#### Dataset records:
_____
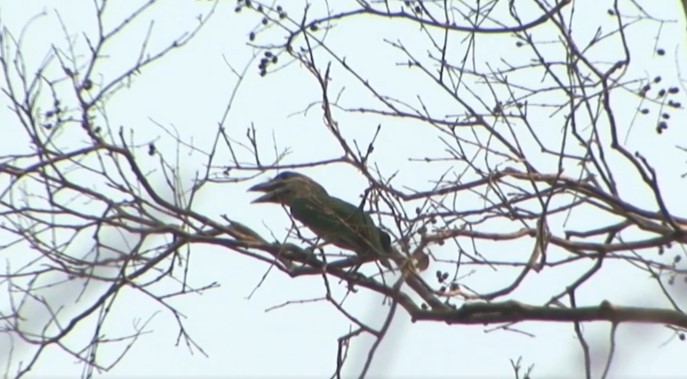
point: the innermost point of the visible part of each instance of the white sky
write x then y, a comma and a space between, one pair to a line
189, 90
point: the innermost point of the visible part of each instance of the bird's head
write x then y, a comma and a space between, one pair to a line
285, 187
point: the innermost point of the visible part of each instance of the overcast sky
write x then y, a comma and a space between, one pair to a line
188, 91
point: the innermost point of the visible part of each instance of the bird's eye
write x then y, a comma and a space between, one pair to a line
285, 175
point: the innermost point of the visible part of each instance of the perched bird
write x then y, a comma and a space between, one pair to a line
332, 219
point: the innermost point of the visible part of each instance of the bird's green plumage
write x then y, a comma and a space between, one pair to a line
332, 219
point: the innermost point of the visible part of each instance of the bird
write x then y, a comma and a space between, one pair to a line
334, 220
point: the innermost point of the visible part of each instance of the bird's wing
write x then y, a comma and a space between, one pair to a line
338, 222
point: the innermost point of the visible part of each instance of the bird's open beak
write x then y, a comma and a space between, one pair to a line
269, 197
265, 187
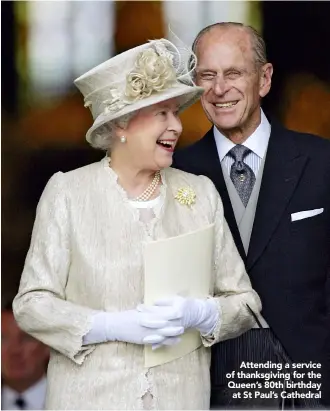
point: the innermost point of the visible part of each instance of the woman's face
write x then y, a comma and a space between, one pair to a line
152, 134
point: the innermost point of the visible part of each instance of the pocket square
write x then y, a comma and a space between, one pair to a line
306, 214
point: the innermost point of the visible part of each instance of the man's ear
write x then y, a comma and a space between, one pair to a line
266, 73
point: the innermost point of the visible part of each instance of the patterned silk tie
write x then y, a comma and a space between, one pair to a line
241, 174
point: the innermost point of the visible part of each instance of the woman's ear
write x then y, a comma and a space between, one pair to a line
265, 79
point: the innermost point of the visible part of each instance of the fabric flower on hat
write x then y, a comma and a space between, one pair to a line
152, 72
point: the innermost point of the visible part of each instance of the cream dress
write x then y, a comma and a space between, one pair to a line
86, 255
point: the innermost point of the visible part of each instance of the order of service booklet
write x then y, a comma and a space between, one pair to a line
179, 265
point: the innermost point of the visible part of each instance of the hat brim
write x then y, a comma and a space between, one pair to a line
186, 95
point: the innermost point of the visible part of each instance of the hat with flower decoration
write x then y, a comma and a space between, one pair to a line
138, 78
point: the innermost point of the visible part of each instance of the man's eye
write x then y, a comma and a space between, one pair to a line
233, 74
207, 76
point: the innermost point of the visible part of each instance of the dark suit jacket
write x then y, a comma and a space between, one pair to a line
288, 262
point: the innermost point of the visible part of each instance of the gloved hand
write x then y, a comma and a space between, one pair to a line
134, 327
185, 312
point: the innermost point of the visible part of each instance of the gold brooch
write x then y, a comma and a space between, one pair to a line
186, 196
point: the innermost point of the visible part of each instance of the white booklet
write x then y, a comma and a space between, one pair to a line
178, 265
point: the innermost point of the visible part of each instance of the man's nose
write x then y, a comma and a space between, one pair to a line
220, 86
175, 124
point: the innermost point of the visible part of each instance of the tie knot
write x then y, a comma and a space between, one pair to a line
20, 403
239, 152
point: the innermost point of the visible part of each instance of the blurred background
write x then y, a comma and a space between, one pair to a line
46, 44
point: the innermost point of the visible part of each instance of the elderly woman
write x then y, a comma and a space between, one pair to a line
83, 278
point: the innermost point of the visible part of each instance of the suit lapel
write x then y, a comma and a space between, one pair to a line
210, 164
283, 167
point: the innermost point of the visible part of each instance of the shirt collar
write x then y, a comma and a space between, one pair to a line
34, 396
257, 142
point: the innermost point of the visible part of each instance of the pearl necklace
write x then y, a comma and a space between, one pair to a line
148, 192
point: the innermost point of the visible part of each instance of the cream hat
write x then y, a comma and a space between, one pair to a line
140, 77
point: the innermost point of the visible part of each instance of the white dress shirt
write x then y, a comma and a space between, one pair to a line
34, 397
257, 143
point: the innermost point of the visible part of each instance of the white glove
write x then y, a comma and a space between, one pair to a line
185, 312
127, 326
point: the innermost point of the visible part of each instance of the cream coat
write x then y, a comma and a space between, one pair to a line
86, 255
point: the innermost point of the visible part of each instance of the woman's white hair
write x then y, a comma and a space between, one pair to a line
103, 139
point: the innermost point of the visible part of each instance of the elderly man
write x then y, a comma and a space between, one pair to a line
23, 361
275, 187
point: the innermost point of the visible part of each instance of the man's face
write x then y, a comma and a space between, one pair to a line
233, 83
23, 358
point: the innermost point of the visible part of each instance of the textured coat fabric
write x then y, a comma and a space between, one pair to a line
86, 255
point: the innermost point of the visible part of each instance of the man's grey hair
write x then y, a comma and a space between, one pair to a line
104, 136
258, 43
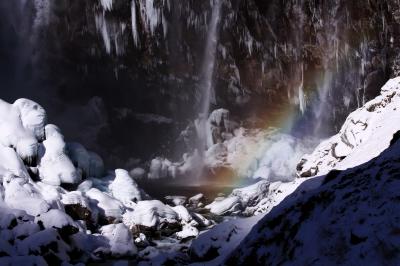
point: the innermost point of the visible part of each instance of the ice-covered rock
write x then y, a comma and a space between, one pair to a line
365, 134
124, 188
56, 219
350, 215
159, 168
14, 134
88, 162
137, 173
150, 213
188, 231
196, 200
11, 163
251, 195
33, 117
46, 243
54, 166
109, 207
176, 200
214, 245
120, 240
222, 206
23, 196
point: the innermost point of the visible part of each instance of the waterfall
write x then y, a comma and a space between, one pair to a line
207, 70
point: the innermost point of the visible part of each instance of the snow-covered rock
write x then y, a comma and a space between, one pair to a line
88, 162
365, 134
124, 188
188, 231
54, 166
14, 134
214, 245
350, 215
120, 240
222, 206
23, 196
55, 219
33, 117
108, 206
176, 200
150, 213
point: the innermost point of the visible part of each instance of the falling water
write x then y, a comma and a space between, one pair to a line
207, 70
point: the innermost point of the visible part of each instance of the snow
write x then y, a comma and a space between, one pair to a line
33, 244
124, 188
14, 134
106, 4
150, 213
159, 168
187, 232
221, 240
23, 196
135, 33
222, 206
350, 215
109, 206
365, 134
120, 239
55, 219
54, 166
33, 117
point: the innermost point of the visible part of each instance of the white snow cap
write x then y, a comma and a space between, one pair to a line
124, 188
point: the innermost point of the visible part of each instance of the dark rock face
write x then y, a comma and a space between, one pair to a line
87, 64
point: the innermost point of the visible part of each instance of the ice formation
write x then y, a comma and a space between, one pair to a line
56, 199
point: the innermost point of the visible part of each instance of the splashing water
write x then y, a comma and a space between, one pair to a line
206, 85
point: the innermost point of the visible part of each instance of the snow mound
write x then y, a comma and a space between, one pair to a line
120, 239
124, 188
54, 166
365, 134
350, 215
150, 213
222, 206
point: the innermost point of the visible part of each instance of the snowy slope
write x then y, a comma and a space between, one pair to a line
352, 219
348, 216
58, 204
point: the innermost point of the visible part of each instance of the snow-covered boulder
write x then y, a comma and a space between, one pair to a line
46, 243
54, 166
251, 195
365, 134
57, 219
150, 213
33, 117
188, 231
223, 206
214, 245
11, 164
23, 196
160, 168
14, 134
175, 200
350, 215
120, 240
124, 188
107, 205
218, 127
90, 164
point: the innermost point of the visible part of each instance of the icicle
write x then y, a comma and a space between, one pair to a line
302, 98
42, 17
107, 4
101, 26
135, 33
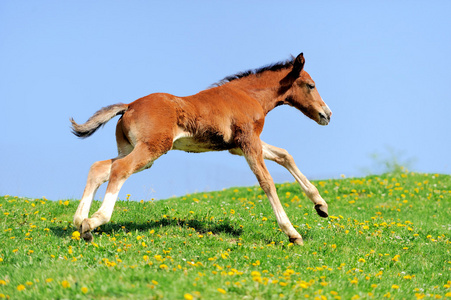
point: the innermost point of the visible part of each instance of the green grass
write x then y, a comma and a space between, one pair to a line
387, 236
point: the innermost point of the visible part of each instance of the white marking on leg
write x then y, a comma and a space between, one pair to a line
282, 157
103, 215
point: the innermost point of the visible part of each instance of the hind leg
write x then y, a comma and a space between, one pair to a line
142, 157
98, 174
283, 158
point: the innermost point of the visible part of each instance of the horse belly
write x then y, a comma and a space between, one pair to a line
188, 143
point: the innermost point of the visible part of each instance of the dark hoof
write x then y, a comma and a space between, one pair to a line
321, 210
85, 231
87, 236
297, 241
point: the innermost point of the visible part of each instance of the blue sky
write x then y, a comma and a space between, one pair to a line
382, 67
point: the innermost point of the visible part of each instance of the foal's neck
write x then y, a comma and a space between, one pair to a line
265, 88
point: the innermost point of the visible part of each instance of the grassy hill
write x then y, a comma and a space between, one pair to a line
387, 236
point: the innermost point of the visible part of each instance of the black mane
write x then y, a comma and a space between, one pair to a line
282, 65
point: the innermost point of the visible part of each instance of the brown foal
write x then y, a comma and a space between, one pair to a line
228, 116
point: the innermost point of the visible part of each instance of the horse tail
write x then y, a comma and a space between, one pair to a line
99, 119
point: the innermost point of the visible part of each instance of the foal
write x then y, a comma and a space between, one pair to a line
229, 116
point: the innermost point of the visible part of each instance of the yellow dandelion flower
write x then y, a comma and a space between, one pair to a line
255, 274
65, 284
20, 287
283, 283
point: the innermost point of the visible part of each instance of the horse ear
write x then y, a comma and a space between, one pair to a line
298, 65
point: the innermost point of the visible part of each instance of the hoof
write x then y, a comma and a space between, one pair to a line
297, 241
85, 231
87, 236
322, 210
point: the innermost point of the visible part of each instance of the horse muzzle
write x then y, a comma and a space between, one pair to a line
324, 117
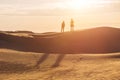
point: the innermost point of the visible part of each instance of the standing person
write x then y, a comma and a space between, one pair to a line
72, 25
62, 26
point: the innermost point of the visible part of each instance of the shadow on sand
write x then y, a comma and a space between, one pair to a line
7, 67
45, 56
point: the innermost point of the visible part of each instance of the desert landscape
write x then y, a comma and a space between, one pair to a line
92, 54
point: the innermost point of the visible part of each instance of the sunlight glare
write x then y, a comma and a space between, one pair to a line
81, 4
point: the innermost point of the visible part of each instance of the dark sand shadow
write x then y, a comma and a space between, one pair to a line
8, 68
45, 56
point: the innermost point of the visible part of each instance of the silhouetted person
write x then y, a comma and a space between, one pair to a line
59, 59
62, 26
72, 25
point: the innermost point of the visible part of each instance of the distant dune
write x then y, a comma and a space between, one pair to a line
96, 40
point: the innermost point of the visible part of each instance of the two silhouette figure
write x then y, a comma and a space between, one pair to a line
71, 26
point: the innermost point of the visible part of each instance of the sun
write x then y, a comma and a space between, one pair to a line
81, 4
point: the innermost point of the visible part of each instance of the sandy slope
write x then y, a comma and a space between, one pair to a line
15, 65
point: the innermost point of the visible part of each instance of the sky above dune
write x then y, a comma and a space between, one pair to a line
47, 15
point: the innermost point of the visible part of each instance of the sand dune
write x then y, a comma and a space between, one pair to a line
96, 40
17, 65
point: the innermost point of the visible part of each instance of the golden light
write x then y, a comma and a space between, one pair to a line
81, 4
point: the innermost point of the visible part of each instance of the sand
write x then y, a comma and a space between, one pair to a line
18, 65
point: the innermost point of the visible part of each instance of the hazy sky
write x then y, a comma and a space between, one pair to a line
47, 15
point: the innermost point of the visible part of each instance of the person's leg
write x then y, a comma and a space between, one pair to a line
59, 59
_____
#### Direction:
Copy exactly, and only, the lines from the one containing "the sand dune" through the last line of the listing.

#### Answer to the problem:
point: the innermost point of the visible part of each instance of the sand dune
write x then y, a comma and a space between, one pair to a line
96, 40
17, 65
point: the innermost point of the visible part of each instance of the golden light
write x then y, a comma and a space between, one pair to a line
81, 4
point: the innermost point of the visible part of each instance of the sand
write x then y, a comma and a space between, one pair to a line
18, 65
point: the innermost point of the visible part of each instance of the hazy sky
write x then y, a comma and a space between, one pair to a line
47, 15
point: the innermost point of the visible part of each instance of the person's leg
write x then y, a comma and a space between, one pair to a line
59, 59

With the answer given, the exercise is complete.